GOAL: List each line in the items below that contains the string "flip", copying each line in full.

SUPPLIED MATERIAL:
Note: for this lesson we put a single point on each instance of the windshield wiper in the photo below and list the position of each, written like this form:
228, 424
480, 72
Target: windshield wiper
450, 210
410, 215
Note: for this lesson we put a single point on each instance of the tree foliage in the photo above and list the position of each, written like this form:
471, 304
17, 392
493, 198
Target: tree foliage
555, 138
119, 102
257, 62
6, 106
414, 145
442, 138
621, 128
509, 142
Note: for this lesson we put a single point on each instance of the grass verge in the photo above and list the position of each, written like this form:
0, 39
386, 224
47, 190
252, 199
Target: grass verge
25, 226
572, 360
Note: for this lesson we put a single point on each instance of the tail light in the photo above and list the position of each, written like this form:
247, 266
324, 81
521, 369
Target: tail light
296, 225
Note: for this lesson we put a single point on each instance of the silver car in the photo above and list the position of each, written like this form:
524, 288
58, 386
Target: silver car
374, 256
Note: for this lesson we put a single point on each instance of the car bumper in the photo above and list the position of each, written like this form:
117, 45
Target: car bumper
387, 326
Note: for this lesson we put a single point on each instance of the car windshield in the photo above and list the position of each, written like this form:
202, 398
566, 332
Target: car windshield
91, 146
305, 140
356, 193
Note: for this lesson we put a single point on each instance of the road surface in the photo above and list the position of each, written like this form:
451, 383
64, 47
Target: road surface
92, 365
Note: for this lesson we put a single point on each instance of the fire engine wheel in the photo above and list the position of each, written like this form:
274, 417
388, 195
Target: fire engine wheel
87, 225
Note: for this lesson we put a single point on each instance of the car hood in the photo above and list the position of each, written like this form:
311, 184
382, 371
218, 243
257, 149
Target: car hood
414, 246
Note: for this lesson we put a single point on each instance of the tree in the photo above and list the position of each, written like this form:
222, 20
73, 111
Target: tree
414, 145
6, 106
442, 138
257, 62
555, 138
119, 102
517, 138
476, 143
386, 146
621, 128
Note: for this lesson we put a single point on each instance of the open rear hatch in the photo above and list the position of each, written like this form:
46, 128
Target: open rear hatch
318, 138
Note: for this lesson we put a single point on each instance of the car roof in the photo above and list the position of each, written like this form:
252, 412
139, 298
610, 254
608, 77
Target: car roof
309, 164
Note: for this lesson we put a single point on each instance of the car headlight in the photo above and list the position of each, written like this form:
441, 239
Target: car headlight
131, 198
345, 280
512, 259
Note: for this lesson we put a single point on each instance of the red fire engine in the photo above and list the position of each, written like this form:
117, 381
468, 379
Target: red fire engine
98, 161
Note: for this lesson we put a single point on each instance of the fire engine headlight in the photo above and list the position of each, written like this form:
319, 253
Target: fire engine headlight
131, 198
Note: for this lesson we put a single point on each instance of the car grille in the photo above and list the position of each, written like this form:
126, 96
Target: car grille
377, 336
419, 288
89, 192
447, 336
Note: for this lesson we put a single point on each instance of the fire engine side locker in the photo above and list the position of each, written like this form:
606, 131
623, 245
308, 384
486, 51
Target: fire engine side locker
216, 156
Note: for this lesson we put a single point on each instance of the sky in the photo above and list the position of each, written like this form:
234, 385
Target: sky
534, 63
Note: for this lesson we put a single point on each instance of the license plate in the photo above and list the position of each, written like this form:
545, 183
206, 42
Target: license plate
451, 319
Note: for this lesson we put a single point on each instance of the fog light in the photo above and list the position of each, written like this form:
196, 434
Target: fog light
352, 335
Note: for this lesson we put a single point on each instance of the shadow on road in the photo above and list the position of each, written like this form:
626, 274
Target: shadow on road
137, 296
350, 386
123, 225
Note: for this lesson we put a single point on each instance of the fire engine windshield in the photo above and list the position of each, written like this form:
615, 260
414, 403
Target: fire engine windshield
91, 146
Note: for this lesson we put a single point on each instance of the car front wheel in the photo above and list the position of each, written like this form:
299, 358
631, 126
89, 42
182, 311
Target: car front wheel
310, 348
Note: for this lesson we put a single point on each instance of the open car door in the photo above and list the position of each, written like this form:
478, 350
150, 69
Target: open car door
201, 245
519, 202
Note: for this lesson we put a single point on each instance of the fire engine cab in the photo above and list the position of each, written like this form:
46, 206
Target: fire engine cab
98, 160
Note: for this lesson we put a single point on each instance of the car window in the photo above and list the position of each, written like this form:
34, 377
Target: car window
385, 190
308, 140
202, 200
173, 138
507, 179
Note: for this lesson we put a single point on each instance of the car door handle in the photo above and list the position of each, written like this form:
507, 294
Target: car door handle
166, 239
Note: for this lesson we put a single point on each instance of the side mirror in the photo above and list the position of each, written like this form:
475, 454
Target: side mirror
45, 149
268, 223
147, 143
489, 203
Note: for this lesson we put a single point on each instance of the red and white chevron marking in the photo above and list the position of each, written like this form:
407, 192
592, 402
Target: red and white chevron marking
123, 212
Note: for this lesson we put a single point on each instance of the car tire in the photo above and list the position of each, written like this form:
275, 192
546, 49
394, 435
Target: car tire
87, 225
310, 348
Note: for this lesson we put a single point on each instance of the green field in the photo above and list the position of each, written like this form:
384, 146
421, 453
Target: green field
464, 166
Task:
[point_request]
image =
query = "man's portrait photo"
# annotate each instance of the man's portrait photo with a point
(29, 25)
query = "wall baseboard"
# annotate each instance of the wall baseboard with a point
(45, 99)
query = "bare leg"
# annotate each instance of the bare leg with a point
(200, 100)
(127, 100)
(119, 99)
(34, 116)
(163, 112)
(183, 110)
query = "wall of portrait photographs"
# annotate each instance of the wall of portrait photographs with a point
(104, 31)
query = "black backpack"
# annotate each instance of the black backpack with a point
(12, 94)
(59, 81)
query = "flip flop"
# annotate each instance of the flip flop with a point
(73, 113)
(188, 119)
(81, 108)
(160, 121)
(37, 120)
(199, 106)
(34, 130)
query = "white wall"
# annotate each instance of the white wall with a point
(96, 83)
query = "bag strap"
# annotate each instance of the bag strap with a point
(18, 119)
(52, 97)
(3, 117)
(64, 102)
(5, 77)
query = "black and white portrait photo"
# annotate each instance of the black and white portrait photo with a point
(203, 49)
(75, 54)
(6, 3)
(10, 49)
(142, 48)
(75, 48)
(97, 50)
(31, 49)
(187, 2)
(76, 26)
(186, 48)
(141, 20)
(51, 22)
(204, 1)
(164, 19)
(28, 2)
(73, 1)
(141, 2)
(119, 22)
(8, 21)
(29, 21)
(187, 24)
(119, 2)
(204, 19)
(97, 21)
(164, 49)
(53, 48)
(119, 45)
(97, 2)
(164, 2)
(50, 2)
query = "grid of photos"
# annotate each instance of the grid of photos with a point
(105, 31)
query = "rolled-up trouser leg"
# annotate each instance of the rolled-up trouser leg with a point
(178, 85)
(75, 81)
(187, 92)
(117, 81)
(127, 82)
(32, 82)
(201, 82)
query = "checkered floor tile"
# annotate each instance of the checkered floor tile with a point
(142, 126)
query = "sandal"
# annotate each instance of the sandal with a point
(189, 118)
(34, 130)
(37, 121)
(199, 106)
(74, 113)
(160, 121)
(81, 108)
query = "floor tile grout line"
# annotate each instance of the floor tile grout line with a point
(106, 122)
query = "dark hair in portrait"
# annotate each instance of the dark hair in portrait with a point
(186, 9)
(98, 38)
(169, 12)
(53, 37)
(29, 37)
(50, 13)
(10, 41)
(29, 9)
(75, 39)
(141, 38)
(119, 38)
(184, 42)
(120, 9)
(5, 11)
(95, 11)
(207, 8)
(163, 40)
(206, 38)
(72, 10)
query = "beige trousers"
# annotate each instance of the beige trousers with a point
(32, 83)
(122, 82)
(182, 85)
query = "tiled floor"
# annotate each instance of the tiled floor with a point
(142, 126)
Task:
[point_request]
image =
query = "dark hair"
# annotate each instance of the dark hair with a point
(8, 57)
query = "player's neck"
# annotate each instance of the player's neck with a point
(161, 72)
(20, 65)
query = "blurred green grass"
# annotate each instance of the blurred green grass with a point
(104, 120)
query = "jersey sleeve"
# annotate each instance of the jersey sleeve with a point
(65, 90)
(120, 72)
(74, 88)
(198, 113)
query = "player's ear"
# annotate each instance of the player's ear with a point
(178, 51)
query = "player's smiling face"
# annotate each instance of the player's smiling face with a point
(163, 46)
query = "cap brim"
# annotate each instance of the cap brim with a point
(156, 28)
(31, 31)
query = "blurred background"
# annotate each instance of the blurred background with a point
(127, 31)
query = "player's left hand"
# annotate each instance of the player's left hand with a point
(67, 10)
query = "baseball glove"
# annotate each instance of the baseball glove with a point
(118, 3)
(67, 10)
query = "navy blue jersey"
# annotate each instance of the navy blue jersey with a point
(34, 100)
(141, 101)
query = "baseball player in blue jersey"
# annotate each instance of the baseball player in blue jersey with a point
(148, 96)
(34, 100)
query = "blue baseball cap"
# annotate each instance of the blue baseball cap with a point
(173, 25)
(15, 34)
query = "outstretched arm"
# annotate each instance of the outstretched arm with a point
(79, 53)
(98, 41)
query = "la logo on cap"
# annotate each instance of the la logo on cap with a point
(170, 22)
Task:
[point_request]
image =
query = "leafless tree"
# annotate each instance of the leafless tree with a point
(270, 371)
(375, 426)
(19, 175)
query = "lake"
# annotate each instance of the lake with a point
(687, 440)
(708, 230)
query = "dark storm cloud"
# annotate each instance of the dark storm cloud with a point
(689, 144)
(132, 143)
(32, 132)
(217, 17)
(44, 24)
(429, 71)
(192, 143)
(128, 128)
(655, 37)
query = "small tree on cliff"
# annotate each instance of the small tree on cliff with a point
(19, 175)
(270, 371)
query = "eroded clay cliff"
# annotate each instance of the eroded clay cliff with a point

SOLUTION TO THE EXERCISE:
query = "flip flop"
# annotate each instance of the flip flop with a point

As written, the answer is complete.